## SELECTED PASSAGE
▬▬▬▬▬▬
Q. All right. And just so that I understand it, when, when the vehicle came to the stop sign, to his right or to his left was the O.P.P. cruiser?
A. To his right in the distance.
Q. And the original turn signal was on as if the vehicle was going to travel to the right?
A. Right, towards the police car.
Q. And then the turn signal changed?
A. Yes.
Q. And what did the vehicle do after that?
A. It turned left.
Q. What were you thinking at that point in time?
A. That it was unusual.
Q. Why?
A. Strikes me as odd to, you know, change your mind once you’ve gotten to the Stop sign if you’ve already decided before you get there that you’re going to turn right. It was just one police car off in the distance with its lights on. There was nothing that would lead me to believe that there was some type of major incident or that traffic couldn’t proceed normally.
[4] Cst. Mulligan turned left as well and commenced following the vehicle. Cst. Mulligan observed some slight weaving within the lane. The vehicle was not going straight, it was drifting a little bit, still however, within its lane.
[5] Cst. Mulligan activated his emergency lighting to stop the vehicle. He was concerned given the time of night, day of the week and the driving behavior that perhaps everything was not all right with the driver. It took approximately ten seconds for the vehicle to stop. That ten second time span is longer than the normal couple of seconds, according to Cst. Mulligan’s experience.
[6] The vehicle did stop and Cst. Mulligan did speak to the driver. He described what happened next as follows:
A. I identified myself and made a demand that he provide his driver’s licence, vehicle’s ownership, insurance.
Q. And what happened then?
A. I made a note that while he was retrieving those items he was fumbling with his documents. He wasn’t able to just pick one out and put it in his hand and hand it to me. He gave me his licence and his registration for the vehicle. And then I noted he also had the insurance slip in his hand at three different times while he was looking for the insurance.
Q. So, during the time that he was telling you he was looking for it, do I understand that he was holding it?
A. Holding it in his hand.
Q. Holding the insurance slip?
A. Yes.
Q. And going through what?
A. I believe it was the glove box, but it could have been the centre console, or wherever he had his documents stored.
Q. Any other observations you made?
A. I did. I observed that his eyes were red-rimmed and glassy, and that I could smell alcohol.
Q. And the smell of alcohol, where did you believe it to be coming from?
▬▬▬▬▬▬
## SUPPLIED INFORMATION
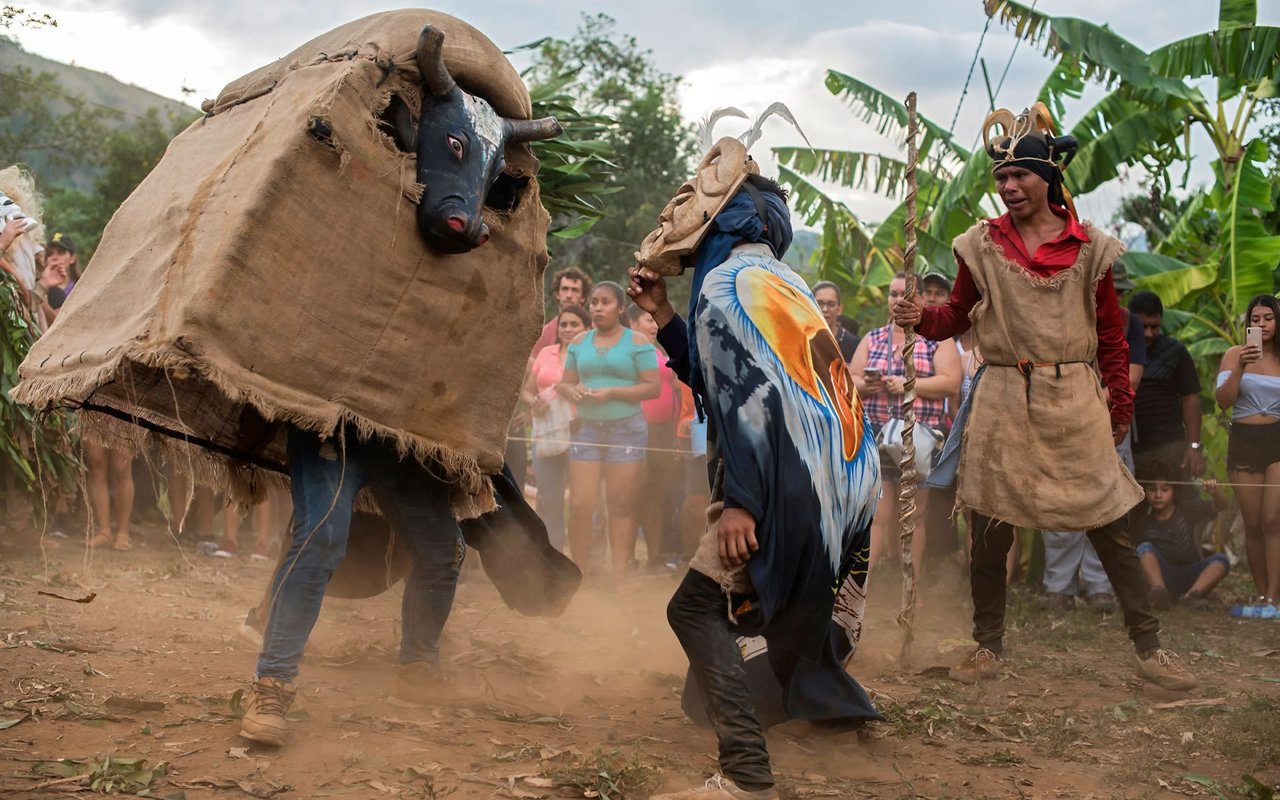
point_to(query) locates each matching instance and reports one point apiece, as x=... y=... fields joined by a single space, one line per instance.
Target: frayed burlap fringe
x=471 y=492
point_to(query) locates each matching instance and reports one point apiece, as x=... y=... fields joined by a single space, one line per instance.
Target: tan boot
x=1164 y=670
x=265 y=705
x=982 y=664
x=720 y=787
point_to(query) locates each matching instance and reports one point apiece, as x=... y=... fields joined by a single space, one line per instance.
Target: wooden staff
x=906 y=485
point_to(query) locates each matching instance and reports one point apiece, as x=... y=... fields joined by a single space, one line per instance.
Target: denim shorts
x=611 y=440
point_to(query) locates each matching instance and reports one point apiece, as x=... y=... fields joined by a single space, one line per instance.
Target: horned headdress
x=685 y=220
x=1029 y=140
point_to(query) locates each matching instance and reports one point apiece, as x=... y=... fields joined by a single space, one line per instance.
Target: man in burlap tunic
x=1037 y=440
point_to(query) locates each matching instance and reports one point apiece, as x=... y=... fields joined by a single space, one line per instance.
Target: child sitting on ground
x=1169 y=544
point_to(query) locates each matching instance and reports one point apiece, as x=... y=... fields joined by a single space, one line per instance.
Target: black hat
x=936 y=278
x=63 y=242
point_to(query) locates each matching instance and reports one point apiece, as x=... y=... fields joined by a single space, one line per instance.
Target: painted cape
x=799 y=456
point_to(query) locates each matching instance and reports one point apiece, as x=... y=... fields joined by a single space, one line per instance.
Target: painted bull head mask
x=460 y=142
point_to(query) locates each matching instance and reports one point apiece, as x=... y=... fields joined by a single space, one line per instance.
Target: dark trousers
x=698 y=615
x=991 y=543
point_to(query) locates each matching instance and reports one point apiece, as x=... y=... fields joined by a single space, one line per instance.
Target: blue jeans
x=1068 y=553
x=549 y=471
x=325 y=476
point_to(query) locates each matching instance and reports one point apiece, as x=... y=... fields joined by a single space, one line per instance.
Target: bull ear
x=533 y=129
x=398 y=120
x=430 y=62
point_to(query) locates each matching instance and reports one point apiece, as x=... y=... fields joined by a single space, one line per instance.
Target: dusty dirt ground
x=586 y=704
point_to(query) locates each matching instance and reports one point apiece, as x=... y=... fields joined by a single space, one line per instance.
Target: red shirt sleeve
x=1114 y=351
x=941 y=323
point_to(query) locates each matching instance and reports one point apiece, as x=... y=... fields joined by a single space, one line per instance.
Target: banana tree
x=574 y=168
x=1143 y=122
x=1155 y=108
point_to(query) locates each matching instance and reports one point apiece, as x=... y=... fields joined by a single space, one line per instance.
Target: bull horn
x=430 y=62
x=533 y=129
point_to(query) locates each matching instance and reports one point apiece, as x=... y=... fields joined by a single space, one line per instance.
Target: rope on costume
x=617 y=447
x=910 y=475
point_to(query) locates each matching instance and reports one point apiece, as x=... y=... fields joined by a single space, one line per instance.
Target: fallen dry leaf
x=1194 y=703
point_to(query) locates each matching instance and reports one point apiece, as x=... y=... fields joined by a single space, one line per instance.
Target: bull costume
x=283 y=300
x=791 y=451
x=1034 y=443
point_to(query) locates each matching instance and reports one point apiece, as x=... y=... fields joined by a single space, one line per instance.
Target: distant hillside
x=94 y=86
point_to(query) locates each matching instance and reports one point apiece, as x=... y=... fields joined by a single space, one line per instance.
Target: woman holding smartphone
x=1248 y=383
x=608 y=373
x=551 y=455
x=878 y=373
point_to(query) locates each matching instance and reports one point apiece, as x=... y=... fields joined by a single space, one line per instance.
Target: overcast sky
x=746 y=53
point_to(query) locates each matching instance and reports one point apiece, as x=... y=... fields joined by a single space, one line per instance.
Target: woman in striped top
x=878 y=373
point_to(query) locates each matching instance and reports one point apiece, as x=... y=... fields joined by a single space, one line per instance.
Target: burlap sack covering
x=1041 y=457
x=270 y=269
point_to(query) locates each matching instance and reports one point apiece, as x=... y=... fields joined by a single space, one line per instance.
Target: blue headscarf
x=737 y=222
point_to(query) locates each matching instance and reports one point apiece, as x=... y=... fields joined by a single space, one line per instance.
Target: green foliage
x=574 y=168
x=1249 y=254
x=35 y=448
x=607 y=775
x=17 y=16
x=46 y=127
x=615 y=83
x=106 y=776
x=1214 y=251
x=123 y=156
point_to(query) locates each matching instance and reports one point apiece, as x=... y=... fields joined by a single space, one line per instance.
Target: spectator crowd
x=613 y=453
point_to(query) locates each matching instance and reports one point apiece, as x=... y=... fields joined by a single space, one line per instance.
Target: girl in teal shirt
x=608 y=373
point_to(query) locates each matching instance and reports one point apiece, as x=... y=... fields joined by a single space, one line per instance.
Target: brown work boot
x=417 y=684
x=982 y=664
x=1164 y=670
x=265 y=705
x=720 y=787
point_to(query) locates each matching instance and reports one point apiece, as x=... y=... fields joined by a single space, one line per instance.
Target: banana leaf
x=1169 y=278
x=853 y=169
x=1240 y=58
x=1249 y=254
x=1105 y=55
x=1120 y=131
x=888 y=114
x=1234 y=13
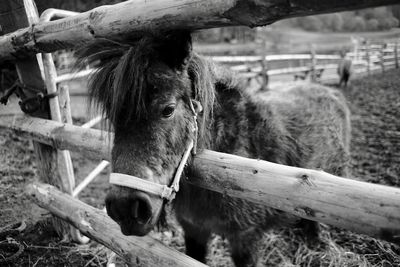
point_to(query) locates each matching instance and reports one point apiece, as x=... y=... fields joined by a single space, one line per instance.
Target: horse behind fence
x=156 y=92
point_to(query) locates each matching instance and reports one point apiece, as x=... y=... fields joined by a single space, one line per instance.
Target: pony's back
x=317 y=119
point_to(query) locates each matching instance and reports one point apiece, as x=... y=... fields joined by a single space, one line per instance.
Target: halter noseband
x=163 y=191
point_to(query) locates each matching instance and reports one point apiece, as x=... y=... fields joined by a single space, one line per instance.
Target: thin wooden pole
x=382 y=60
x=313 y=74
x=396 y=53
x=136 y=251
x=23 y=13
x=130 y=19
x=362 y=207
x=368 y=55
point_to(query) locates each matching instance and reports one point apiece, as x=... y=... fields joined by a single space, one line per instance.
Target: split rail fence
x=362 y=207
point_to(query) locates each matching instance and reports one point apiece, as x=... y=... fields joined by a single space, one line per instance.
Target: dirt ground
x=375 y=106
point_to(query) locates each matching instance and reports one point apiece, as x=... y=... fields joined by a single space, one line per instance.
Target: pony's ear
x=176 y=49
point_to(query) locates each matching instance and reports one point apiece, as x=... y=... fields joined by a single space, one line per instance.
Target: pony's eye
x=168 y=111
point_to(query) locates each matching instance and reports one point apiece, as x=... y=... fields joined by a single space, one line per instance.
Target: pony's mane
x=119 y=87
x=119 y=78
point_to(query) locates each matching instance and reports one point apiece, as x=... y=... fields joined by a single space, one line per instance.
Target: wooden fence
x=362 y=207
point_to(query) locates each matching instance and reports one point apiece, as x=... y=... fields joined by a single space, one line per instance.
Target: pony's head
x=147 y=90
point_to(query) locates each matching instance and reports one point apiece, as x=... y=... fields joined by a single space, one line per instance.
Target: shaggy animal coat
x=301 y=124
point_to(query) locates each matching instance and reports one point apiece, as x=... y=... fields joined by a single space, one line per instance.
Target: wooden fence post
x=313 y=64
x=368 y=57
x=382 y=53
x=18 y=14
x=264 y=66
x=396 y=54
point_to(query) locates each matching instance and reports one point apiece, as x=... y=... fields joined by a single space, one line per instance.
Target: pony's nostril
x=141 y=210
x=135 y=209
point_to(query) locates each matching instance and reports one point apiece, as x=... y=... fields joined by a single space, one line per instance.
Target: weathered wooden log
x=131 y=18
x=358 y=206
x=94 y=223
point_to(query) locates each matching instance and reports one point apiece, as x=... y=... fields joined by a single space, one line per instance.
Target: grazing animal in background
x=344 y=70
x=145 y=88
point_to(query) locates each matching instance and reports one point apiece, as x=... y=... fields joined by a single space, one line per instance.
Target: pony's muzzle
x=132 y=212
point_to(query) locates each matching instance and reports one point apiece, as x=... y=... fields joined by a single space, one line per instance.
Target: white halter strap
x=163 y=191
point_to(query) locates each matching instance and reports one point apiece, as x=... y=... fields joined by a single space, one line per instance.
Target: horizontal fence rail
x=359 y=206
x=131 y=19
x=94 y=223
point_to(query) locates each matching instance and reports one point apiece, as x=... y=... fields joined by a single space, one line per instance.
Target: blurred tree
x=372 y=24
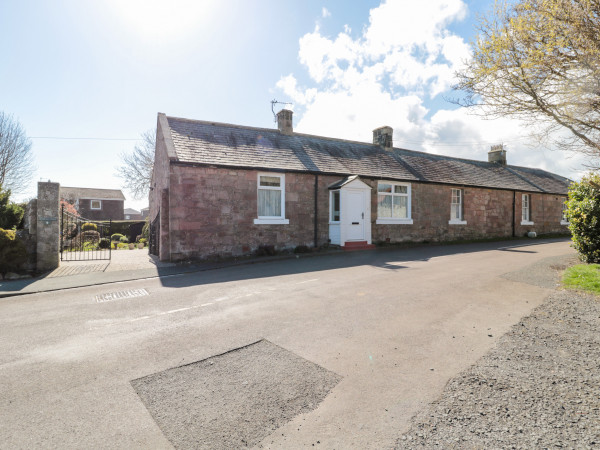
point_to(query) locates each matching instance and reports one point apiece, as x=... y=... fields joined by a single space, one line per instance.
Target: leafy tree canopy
▬▬▬▬▬▬
## REQUESTS
A. In the traffic stop transcript, how long did the vehicle take to stop after the emergency lighting came on?
B. Go on with the traffic stop transcript from the point where it stops.
The rows have nothing to do with the traffic stop transcript.

## RESPONSES PER TASK
A. Approximately ten seconds.

B.
A. From the accused and, and/or from the vehicle. There was a passenger as well.
[7] It was Cst. Mulligan’s opinion that the appellant had in fact been consuming alcohol based on the totality of the observations made.
[8] The appellant was given an ASD demand and at 3:18 a.m. he received a fail reading and was placed under arrest. The appellant was ultimately brought to the police station where a demand was made for breath samples.
[9] With respect to the changing of the Alcohol Standard Cst. Mulligan testified as follows:
Q. And can you tell us what the purpose, from your point of view is, in changing the Alcohol Standard and whether or not that was required in this case?
A. Sure. It has to be changed once you’ve done so many tests using the instrument, or once two weeks have gone by.
Q. Was it necessary to change it on this occasion?
A. I believe so, I’d have to go back and check the log book.
Q. What was required of you to change the solution and how long, approximately, did that take?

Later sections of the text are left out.